PASSAGE TO READ:
◇ ◇ ◇ ◇ ◇ ◇ ◇

That said, I still got drunk at the party and I dyed my hair pink, because Cecile, Clara’s sister, had a can of pink spray paint. So on Monday, as we drove to Nîmes, my blonde hair still showed a faint shade of lilac. 

It was the same weather as the previous Monday: gold sun, storm clouds over the hills in the distance. This time, however, the storm clouds rolled our way as we parked up. I was dressed in salmon coloured shorts, white pumps, and a floaty light-coloured shirt, as that morning it had been sweltering and I’d pictured us sitting in sun-beaten squares sipping coffees all day. When the heavens opened, then, I was unprepared, and soon soaked to the bone as we made our way into the city.

We’d heard there was a festival taking place that weekend in Nîmes, and I was excited to see a little music and try a few food stalls. As we rounded the corner and gazed up at the giant Roman arena that is the centrepiece of the city, however, it became clear I was mistaken. All along the broad main road through the city, closed off to cars, were boisterous pubs and booze tents, and giant speakers stacked atop one another playing techno. In the lashing rain dozens of topless men were dancing, rain slick on their doughy torsos nipped in at the sides by belts, and girls in lime green crop tops smoked and drank beneath specially erected gazebos. People were hollering and dropping things, and paper cups and cigarette butts ran in rivers down the street. 

It was the last day of the festival and a bank holiday, and there was nobody clean or sober in the city. Every bar we ducked into to hide from the rain was filled with the musty fumes of drunken bodies covered in rain, steam rising, and harsh drunken barks of laughter filled the air between wild eyes and loose, twisting mouths. People hurried down alleyways, either topless or wrapped in transparent cagoules, and rain fell from overflowing gutters to slap against the smooth ancient flagstones on the streep.

“What the hell have we walked into?” I asked Seth, as we bought sausages from a wet tent.

We explored the city, with Seth wrapped cosily in the waterproof hooded jacket he’d thought to pack, and me with teeth a-clatter as the hairs on my arms stood on end and my hair slicked to my forehead and my shirt clung to my midriff.

◇ ◇ ◇ ◇ ◇ ◇ ◇

RECORD EXCERPTS:
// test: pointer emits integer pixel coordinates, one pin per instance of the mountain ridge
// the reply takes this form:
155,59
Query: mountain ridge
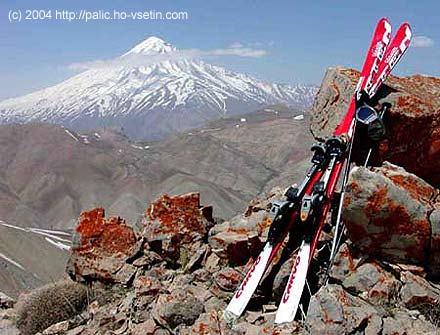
170,93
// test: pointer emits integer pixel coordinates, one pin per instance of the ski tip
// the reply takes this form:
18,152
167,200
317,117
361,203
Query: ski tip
229,317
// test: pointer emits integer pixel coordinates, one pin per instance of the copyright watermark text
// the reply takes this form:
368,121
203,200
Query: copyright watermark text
83,15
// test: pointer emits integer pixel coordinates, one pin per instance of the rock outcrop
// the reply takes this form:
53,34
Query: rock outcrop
392,214
413,123
103,249
178,273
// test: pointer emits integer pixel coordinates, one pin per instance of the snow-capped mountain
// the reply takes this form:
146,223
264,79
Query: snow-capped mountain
151,91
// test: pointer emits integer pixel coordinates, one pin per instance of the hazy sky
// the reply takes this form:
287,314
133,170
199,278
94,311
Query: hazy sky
281,41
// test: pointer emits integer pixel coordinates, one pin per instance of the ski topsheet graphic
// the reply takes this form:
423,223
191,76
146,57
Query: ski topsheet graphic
309,203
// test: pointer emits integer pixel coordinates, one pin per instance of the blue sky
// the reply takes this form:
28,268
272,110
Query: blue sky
298,40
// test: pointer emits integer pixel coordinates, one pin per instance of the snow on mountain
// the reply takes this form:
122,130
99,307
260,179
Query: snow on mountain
150,101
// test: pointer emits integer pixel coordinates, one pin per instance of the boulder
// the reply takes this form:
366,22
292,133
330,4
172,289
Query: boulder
6,301
418,293
387,213
415,110
242,237
335,311
102,248
171,223
177,307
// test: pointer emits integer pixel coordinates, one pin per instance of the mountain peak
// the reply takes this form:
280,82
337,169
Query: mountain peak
152,45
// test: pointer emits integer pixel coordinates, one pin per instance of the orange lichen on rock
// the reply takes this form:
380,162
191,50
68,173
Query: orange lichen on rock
110,235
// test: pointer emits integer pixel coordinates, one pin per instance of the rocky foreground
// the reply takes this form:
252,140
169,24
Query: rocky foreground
177,273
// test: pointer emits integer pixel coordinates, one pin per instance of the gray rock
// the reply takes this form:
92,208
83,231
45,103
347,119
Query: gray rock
402,324
379,286
334,311
386,213
6,301
176,308
417,292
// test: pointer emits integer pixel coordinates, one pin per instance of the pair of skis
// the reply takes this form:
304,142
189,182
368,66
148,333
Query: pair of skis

◇ ◇ ◇ ◇ ◇ ◇ ◇

DIRECTIONS: In the account of the rainy festival day in Nîmes, rewrite the stretch from "That said, I" through "shade of lilac." with "pink spray paint" changed to "pink hair dye".

EXERCISE ANSWER:
That said, I still got drunk at the party and I dyed my hair pink, because Cecile, Clara’s sister, had a can of pink hair dye. So on Monday, as we drove to Nîmes, my blonde hair still showed a faint shade of lilac.